§ **Texto extraído**:
══════════════════════════════
Ya no se ven
pingüinos, esas jarras de loza en forma de la simpática ave marina que presidían
las mesas de los hogares modestos y las de los figones de barrio.
Se llenaban de vino,
que se vertía luego en los vasos. Equivalían al porrón español, que se parece
al decantador y como él es de cristal y además tiene un pico vertedor por el
que se bebe el vino a chorro.
Los pingüinos están
ahora entre los “bibelots” que ofrecen las tiendas de regalo para turistas.
Las botas de vino se
usan todavía: se llevan a los toros, al fútbol, a los Sanfermines o cuando uno
sale de excusión; y también constituyen un obsequio típico que traer de España
para los amigos.
La bota de vino es
un receptáculo similar a un odre, en forma de gota o lágrima, hecha de piel de
cabra, que es la más resistente y flexible. La bota era ya popular en la
antigüedad grecolatina.
¡Jerónimo…!
A las botas hay que
curarlas, antes de llenarlas con vino o con cualquier otra bebida alcohólica.
══════════════════════════════
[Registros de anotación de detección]
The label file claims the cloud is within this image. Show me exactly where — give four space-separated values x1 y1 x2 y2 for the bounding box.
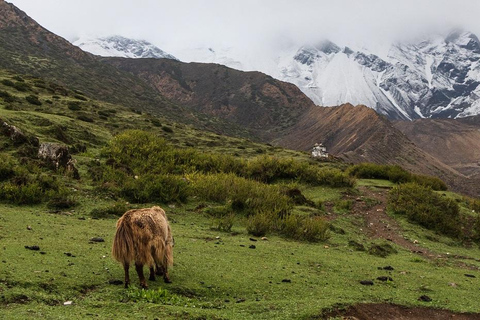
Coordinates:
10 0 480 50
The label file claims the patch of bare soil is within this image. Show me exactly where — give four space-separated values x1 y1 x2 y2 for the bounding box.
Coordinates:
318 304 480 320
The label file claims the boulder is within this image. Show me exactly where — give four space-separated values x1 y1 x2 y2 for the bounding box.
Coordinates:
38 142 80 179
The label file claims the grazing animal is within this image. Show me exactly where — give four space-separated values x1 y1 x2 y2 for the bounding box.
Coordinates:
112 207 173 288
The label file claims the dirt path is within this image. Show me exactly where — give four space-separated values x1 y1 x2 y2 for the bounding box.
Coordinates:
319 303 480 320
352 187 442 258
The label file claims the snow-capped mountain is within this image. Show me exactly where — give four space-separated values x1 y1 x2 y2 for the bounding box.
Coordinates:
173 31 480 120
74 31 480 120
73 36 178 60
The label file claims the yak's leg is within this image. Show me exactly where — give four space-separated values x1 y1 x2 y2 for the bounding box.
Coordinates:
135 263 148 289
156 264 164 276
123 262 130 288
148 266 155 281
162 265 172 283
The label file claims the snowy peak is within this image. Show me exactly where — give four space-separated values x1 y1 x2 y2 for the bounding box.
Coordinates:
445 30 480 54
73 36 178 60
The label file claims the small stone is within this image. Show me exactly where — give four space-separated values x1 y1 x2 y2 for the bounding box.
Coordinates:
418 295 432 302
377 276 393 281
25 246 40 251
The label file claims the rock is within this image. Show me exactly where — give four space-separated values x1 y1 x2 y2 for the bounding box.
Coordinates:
══════════════════════════════
§ **Tareas a realizar**:
A: Copia del texto extraído el fragmento comprendido entre "Las botas de" y "antigüedad grecolatina.", ambos incluidos.
B: Responde, según el texto extraído, a estas preguntas:
(i) ¿De qué material es el porrón español?
(ii) ¿De qué piel está hecha la bota de vino?
(iii) ¿Entre qué artículos se encuentran ahora los pingüinos?

§ **Respuestas por tarea**:
A:
Las botas de vino se
usan todavía: se llevan a los toros, al fútbol, a los Sanfermines o cuando uno
sale de excusión; y también constituyen un obsequio típico que traer de España
para los amigos.
La bota de vino es
un receptáculo similar a un odre, en forma de gota o lágrima, hecha de piel de
cabra, que es la más resistente y flexible. La bota era ya popular en la
antigüedad grecolatina.

B:
(i) De cristal.
(ii) De piel de cabra.
(iii) Entre los "bibelots" que ofrecen las tiendas de regalo para turistas.